- _THINGS TO DO_:
A. In the traffic school article below, what theme do all of the home-study versions follow?
B. List every way the traffic school article below says traffic infractions typically occur.
C. Translate this sentence from the traffic school article below into Spanish: "TSC also produces video/DVD and Internet home-study versions."

(Beginning of EXCERPT TO READ)

Home-Study Book Adds Some Chuckles to Traffic School


They got busted the way traffic infractions typically occur: a momentary lapse in attention, daydreaming behind the wheel or talking to a passenger.

Next thing Mardi Lang and Jason Smuk knew, the flashing lights of a law-enforcement vehicle were in the rearview mirror, and citations had been issued.

Lang and Smuk are among the Floridians who opted to take a newly created home-study traffic school course rather than sit through four hours in a classroom.

The "Traffic School Book!" was created by Traffic Safety Consultants, Inc., (TSC) of Northridge, Calif., as another home-study alternative to classroom traffic school. TSC also produces video/DVD and Internet home-study versions. All follow a "Funny in Florida" theme meant to help recalcitrant drivers learn more easily.

"We believe the first law of communications is to get someone's attention, and the first law of education is retention," said Lawrence Gentilucci, director of operations for TSC. "Our experience has shown that using comedy as a learning tool in traffic safety education — as opposed to a dry regurgitation of facts, warnings and statistics — is more effective in getting and keeping students' attention and enabling them to absorb and retain the information."

(End of EXCERPT TO READ)
(Beginning of GIVEN DATA)

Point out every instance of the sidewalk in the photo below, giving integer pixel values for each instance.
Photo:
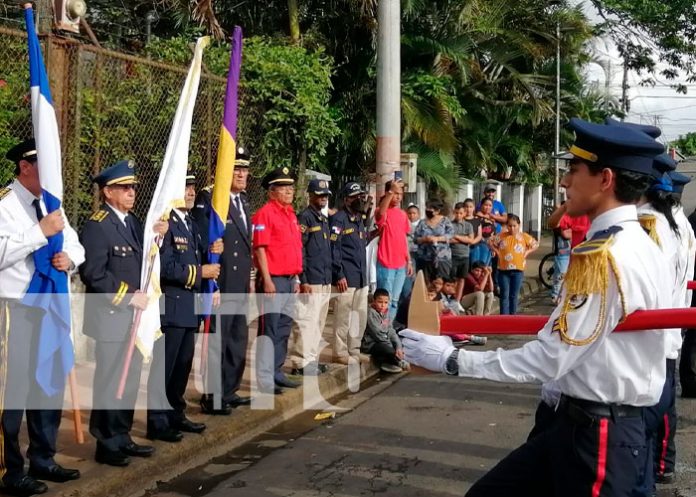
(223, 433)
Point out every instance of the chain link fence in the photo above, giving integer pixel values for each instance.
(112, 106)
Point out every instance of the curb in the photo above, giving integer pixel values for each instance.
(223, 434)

(End of GIVEN DATA)
(Beginning of GIVEN DATA)

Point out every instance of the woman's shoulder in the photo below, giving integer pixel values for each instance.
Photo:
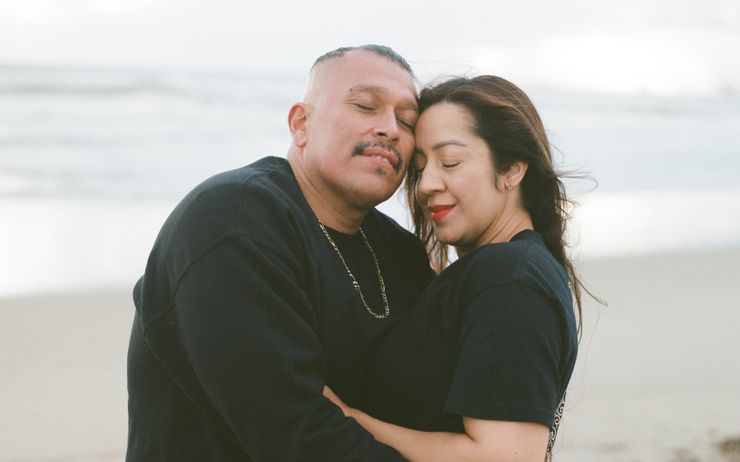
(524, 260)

(End of GIVEN DATA)
(Beginning of GIVEN DATA)

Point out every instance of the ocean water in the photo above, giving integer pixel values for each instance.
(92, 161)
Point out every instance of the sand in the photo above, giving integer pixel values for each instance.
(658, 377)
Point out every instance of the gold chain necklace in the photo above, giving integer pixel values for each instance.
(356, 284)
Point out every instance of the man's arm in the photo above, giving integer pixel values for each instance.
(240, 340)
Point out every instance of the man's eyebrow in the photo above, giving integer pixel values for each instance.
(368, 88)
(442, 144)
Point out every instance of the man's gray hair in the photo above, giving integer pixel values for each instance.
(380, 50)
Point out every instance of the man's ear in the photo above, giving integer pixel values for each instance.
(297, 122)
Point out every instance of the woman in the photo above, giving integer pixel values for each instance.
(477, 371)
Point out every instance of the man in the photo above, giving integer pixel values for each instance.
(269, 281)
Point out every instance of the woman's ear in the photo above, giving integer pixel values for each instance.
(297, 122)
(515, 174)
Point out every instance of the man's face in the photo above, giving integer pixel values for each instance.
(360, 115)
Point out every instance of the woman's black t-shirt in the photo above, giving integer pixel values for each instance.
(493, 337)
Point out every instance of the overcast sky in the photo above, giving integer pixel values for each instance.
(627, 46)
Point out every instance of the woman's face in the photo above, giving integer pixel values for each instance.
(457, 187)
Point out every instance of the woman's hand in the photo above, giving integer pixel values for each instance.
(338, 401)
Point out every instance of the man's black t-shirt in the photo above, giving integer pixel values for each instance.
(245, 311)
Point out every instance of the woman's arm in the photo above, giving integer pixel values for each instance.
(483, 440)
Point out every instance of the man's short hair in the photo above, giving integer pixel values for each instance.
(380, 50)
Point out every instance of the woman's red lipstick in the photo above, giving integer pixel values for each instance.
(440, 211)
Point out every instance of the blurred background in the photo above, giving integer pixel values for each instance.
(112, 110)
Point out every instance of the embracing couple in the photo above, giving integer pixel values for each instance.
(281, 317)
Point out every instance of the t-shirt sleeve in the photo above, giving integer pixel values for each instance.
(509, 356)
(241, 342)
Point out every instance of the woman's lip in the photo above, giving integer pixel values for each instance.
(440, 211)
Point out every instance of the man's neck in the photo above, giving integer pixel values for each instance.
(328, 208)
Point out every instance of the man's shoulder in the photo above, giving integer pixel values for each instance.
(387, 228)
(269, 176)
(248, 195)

(End of GIVEN DATA)

- _WRITTEN RESPONSES_:
A. A "Funny in Florida" theme.

B. A momentary lapse in attention, daydreaming behind the wheel, and talking to a passenger.

C. TSC también produce versiones de estudio en casa en video/DVD y por Internet.